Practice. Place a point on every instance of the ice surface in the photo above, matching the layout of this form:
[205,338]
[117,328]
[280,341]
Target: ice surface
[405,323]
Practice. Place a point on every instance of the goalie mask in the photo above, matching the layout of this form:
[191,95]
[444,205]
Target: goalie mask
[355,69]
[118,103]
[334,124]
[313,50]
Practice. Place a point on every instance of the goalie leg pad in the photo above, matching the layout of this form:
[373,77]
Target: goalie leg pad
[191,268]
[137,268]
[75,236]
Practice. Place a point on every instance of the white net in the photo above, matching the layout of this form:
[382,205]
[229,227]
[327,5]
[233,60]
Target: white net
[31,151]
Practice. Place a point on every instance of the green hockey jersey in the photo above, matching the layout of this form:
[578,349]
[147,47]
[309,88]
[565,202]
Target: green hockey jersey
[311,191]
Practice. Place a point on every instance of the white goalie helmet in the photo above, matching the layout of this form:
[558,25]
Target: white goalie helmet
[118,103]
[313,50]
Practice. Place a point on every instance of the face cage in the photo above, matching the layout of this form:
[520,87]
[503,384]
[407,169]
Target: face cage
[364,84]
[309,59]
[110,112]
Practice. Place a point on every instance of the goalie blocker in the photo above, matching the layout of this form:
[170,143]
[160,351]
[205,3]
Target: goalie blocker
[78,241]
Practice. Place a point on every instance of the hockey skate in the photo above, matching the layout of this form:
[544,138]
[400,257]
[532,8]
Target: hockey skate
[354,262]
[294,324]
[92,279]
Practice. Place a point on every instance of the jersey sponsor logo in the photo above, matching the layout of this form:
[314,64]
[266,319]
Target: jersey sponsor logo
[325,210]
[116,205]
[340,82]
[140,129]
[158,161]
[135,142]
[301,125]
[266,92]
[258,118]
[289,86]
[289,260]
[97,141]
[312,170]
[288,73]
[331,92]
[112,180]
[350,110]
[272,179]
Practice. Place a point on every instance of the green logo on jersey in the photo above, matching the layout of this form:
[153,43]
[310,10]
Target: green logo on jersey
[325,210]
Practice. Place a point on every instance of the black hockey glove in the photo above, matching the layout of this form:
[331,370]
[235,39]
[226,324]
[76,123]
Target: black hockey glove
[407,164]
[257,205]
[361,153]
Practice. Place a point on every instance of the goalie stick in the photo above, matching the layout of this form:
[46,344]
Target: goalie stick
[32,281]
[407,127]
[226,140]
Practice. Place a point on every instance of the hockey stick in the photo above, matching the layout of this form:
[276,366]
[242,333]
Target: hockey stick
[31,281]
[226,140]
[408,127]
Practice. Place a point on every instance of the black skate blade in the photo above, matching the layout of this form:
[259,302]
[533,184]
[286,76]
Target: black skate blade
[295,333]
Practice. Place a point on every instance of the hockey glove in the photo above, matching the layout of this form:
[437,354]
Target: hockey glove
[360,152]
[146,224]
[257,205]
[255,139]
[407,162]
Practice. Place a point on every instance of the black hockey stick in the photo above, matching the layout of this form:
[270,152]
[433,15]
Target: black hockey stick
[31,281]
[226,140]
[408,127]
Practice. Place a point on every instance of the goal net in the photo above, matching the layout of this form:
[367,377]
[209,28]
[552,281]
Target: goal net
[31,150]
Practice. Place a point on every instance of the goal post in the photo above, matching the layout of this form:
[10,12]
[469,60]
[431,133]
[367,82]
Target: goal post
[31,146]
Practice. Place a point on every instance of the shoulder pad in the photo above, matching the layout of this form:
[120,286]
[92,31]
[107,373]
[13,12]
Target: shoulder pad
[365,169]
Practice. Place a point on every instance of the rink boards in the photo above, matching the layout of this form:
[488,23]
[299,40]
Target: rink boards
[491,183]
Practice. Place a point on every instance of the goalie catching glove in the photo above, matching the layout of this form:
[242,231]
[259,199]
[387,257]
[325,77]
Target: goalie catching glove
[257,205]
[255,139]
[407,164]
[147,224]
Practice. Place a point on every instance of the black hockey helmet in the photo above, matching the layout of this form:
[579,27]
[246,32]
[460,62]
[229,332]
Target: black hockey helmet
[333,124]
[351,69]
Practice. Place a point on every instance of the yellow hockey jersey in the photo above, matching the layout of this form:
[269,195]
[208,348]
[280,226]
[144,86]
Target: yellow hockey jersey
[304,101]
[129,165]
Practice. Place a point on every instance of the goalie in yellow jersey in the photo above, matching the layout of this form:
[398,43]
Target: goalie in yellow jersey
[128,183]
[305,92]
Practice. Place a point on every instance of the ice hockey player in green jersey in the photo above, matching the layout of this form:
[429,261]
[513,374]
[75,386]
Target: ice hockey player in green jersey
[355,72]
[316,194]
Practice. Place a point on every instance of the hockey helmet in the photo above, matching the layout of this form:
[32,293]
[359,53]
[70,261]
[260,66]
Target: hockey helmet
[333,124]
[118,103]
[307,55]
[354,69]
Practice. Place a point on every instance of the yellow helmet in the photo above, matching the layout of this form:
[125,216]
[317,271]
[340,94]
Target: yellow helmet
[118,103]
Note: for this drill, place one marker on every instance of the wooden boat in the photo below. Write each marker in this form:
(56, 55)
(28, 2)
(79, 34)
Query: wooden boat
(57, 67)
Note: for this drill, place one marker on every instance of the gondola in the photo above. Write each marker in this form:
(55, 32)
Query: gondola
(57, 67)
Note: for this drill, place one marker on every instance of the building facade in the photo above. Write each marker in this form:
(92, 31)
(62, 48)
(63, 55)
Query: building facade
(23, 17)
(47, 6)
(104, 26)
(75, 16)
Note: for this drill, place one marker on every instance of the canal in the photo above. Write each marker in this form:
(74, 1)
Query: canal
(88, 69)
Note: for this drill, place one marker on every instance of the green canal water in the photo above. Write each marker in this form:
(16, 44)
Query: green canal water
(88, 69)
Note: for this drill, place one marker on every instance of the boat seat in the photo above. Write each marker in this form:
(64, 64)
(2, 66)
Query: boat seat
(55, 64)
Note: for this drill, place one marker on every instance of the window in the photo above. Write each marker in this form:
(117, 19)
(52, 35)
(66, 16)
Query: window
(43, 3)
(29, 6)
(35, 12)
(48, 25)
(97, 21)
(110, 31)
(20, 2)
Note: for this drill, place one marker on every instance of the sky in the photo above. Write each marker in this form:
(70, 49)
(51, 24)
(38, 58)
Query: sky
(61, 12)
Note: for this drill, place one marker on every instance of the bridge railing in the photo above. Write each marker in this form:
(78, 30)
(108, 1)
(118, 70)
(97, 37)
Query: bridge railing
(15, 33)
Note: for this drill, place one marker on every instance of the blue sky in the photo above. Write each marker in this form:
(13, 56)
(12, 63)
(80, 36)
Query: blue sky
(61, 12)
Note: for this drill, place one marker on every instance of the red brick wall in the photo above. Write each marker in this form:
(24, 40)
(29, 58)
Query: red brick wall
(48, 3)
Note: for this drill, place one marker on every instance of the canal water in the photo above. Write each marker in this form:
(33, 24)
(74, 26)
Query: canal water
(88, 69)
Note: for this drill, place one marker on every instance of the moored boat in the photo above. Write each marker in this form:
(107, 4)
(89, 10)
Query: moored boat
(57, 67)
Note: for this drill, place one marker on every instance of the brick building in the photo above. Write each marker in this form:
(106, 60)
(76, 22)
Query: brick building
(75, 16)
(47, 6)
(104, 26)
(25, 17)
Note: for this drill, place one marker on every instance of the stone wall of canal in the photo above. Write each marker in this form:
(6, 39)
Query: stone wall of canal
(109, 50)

※

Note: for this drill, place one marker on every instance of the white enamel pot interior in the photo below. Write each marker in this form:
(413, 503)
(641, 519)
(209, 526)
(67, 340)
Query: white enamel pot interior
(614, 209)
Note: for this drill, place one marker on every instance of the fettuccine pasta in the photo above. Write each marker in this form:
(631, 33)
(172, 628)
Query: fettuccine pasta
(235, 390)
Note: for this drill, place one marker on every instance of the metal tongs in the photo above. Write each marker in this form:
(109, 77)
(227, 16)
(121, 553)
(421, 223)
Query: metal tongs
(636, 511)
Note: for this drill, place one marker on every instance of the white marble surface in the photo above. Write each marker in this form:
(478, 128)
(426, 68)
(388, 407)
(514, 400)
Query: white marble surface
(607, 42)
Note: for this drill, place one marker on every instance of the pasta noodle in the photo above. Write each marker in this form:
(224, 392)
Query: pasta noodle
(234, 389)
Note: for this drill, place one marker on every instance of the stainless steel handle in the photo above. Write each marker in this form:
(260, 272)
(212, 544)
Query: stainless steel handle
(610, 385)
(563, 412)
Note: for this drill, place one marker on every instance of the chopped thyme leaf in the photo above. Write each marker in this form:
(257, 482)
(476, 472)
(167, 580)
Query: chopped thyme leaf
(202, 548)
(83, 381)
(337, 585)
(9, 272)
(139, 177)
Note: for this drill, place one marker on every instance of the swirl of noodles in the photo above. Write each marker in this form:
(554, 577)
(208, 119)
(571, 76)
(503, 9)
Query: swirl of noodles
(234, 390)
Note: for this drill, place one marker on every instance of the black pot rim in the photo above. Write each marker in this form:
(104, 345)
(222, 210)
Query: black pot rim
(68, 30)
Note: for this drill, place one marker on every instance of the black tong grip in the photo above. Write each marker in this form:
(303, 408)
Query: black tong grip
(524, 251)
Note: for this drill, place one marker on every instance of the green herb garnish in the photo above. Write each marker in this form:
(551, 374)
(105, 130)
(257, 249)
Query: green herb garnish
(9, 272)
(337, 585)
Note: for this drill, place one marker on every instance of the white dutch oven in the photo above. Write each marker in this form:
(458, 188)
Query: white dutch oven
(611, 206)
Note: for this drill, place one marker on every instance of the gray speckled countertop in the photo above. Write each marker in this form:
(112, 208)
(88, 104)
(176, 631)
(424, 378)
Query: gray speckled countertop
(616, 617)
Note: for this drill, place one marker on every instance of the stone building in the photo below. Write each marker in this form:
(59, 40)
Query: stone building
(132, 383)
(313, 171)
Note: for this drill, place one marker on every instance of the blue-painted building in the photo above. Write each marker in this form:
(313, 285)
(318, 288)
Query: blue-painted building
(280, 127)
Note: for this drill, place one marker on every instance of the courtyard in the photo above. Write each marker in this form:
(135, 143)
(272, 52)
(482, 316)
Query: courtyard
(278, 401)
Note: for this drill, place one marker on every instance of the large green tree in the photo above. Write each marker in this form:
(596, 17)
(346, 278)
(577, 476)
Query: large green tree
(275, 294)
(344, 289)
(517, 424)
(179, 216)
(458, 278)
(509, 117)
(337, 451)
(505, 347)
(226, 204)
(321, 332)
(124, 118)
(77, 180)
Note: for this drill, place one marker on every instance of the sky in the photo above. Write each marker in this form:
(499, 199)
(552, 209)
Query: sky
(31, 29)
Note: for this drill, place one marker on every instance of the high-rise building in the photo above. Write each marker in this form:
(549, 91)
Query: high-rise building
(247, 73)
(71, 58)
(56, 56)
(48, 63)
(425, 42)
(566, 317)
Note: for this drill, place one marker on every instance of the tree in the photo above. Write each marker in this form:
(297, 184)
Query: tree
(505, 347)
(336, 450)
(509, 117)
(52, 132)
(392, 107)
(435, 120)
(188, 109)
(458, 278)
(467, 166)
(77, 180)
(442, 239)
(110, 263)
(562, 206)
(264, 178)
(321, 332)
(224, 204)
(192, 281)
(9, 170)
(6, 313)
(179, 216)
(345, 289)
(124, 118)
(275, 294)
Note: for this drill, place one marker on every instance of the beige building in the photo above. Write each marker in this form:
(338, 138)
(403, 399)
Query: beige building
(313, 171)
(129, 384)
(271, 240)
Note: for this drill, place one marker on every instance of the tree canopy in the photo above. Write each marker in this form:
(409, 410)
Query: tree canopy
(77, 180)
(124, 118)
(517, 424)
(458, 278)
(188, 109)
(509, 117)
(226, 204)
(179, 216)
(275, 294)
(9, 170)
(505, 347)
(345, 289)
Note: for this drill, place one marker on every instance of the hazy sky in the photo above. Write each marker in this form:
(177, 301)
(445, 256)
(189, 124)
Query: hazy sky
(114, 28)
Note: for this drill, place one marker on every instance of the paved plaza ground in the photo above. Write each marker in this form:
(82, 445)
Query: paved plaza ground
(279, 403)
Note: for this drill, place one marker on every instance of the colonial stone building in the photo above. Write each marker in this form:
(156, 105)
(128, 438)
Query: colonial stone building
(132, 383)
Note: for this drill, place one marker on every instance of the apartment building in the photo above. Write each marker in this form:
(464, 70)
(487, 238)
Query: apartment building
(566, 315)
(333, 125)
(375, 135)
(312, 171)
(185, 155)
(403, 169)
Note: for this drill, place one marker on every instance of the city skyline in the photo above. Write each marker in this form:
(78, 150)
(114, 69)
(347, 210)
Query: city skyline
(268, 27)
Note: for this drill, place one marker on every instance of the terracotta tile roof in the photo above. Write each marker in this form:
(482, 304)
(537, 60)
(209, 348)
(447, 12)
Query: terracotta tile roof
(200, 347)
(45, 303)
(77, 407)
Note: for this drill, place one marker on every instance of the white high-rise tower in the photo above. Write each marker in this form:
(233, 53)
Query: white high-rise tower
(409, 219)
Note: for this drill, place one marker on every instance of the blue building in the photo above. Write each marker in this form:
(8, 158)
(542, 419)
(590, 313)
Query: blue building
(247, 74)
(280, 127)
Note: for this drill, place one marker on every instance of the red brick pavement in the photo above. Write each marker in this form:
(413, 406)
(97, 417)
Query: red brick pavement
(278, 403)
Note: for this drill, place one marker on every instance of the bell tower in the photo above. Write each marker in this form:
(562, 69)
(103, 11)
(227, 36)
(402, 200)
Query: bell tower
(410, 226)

※

● Work instruction: Looking at the data above, show all lines where the word "below" occurs.

● Solved problem:
Note: for this drill, place one marker on every instance of the wooden boat in the photo below. Write each marker in this form:
Note: for this drill, place one marker on every instance of the white enamel pot interior in the photo below. Write each marker in this form:
Note: for this drill, place one marker on every instance of the stone building in the photo below. Write each marker in this form:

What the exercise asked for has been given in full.